Dataset excerpts:
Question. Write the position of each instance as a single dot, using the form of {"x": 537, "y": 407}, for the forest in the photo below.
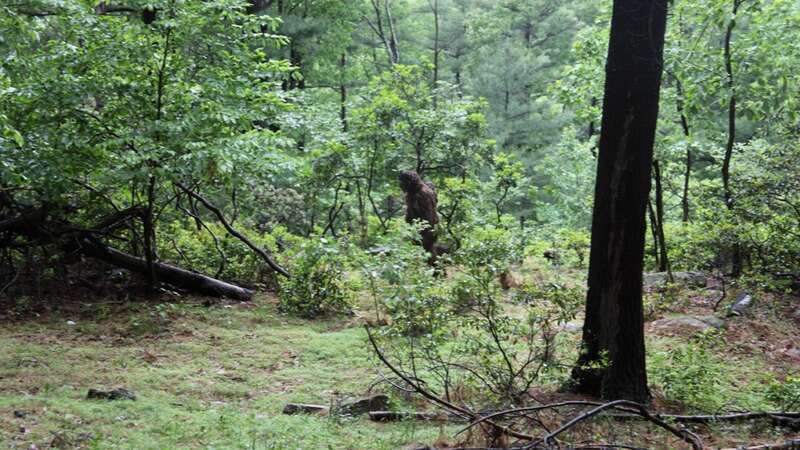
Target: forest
{"x": 400, "y": 224}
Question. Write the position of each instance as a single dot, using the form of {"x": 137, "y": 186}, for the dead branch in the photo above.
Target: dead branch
{"x": 685, "y": 435}
{"x": 263, "y": 254}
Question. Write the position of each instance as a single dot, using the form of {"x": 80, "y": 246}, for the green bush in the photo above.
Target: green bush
{"x": 182, "y": 243}
{"x": 785, "y": 394}
{"x": 318, "y": 286}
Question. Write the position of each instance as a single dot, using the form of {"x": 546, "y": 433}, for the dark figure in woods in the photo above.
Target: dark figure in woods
{"x": 421, "y": 205}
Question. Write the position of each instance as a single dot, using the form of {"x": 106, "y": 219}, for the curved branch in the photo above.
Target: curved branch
{"x": 263, "y": 254}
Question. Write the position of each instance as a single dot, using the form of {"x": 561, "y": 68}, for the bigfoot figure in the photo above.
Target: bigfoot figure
{"x": 421, "y": 205}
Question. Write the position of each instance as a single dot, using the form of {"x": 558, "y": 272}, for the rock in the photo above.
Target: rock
{"x": 395, "y": 416}
{"x": 114, "y": 394}
{"x": 793, "y": 353}
{"x": 743, "y": 300}
{"x": 687, "y": 324}
{"x": 303, "y": 408}
{"x": 687, "y": 279}
{"x": 377, "y": 402}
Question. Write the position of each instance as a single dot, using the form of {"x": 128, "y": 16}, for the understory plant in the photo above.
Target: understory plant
{"x": 466, "y": 340}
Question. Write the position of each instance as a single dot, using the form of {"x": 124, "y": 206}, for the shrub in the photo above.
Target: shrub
{"x": 690, "y": 374}
{"x": 225, "y": 257}
{"x": 318, "y": 284}
{"x": 785, "y": 394}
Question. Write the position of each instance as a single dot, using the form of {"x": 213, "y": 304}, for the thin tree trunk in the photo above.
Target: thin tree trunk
{"x": 343, "y": 93}
{"x": 435, "y": 7}
{"x": 663, "y": 265}
{"x": 652, "y": 215}
{"x": 686, "y": 132}
{"x": 612, "y": 363}
{"x": 726, "y": 163}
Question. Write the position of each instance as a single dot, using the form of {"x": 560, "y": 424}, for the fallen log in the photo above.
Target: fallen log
{"x": 397, "y": 416}
{"x": 232, "y": 231}
{"x": 175, "y": 276}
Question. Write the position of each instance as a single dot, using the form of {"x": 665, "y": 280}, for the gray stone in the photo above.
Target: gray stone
{"x": 687, "y": 279}
{"x": 114, "y": 394}
{"x": 377, "y": 402}
{"x": 743, "y": 300}
{"x": 303, "y": 408}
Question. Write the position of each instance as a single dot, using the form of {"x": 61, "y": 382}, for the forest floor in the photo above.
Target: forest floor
{"x": 219, "y": 376}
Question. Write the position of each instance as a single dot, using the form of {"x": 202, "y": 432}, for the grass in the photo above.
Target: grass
{"x": 204, "y": 377}
{"x": 218, "y": 377}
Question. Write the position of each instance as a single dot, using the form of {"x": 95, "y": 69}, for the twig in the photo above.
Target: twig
{"x": 685, "y": 435}
{"x": 463, "y": 412}
{"x": 270, "y": 262}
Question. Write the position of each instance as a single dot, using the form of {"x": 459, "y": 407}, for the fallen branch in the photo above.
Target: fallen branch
{"x": 210, "y": 206}
{"x": 397, "y": 416}
{"x": 459, "y": 411}
{"x": 176, "y": 276}
{"x": 685, "y": 435}
{"x": 791, "y": 444}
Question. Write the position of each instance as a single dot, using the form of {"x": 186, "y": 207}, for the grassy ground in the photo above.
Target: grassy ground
{"x": 205, "y": 378}
{"x": 219, "y": 376}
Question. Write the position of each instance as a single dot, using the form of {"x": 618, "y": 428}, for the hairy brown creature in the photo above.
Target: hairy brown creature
{"x": 421, "y": 205}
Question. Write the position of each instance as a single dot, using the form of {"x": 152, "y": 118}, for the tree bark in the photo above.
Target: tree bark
{"x": 434, "y": 4}
{"x": 343, "y": 92}
{"x": 726, "y": 163}
{"x": 612, "y": 363}
{"x": 687, "y": 133}
{"x": 663, "y": 265}
{"x": 176, "y": 276}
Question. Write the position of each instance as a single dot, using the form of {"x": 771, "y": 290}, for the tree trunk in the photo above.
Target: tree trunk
{"x": 663, "y": 265}
{"x": 726, "y": 163}
{"x": 612, "y": 364}
{"x": 343, "y": 93}
{"x": 685, "y": 126}
{"x": 435, "y": 8}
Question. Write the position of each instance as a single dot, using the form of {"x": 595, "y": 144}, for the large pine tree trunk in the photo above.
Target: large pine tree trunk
{"x": 613, "y": 330}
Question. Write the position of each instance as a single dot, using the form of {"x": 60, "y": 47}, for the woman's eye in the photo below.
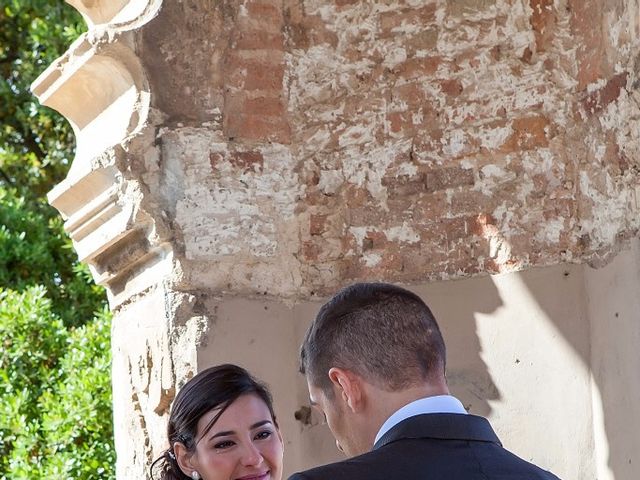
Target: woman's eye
{"x": 223, "y": 445}
{"x": 263, "y": 435}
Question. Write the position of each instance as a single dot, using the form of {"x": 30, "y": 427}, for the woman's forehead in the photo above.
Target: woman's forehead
{"x": 241, "y": 414}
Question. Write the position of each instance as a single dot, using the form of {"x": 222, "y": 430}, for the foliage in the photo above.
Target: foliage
{"x": 36, "y": 144}
{"x": 55, "y": 391}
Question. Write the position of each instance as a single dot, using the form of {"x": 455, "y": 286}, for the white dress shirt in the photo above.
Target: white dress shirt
{"x": 437, "y": 404}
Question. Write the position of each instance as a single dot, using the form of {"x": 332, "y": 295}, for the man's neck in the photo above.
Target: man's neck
{"x": 385, "y": 403}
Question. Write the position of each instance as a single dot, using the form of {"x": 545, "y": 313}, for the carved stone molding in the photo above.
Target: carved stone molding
{"x": 100, "y": 86}
{"x": 116, "y": 14}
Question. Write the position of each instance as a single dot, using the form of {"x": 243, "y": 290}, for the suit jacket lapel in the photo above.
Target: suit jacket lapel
{"x": 442, "y": 426}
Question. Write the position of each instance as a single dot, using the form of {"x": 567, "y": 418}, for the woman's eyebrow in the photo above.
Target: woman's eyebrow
{"x": 231, "y": 432}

Task:
What do the lines above say from the line containing "eye in the photo below." through the last line? Quote them exactly, both ends included, and leave out the pictures.

Solution for this problem:
Question. Write the position of each instance as a single dot, using the form of {"x": 60, "y": 47}, for the woman's eye in the photo below.
Target: woman's eye
{"x": 223, "y": 445}
{"x": 263, "y": 435}
Question. Write the position of each instance as a single dot, using the form of {"x": 30, "y": 427}, for the woman's forehead in the photo above.
Target: woman's forehead
{"x": 241, "y": 414}
Question. Write the position of each instance as a single dot, using the form of {"x": 222, "y": 430}, for the foliage in the photo above.
Target: foliage
{"x": 36, "y": 144}
{"x": 55, "y": 391}
Question. Write the position of each instance as a single dot, using the form of {"x": 455, "y": 286}, for the white dress shirt in the photo above.
Target: white dress shirt
{"x": 437, "y": 404}
Question. Write the position of each instance as a single dot, using the form of {"x": 332, "y": 295}, for the man's neck in the photo above.
Target: man's neck
{"x": 385, "y": 403}
Question. Write the position of each instance as a single dot, using the form of {"x": 545, "y": 313}, for the carved stone molding in the photo above.
Target: carved stone molding
{"x": 100, "y": 86}
{"x": 116, "y": 14}
Question. Write the position of each instance as a single dot, using the form of {"x": 243, "y": 290}, for the suit jacket lapel in the photo above.
Target: suit jacket lapel
{"x": 442, "y": 426}
Question. Write the position of each instance as a single dot, using the form of {"x": 567, "y": 418}, for the woman's eyebrow in the photo above.
Target: woman's eyebrow
{"x": 231, "y": 432}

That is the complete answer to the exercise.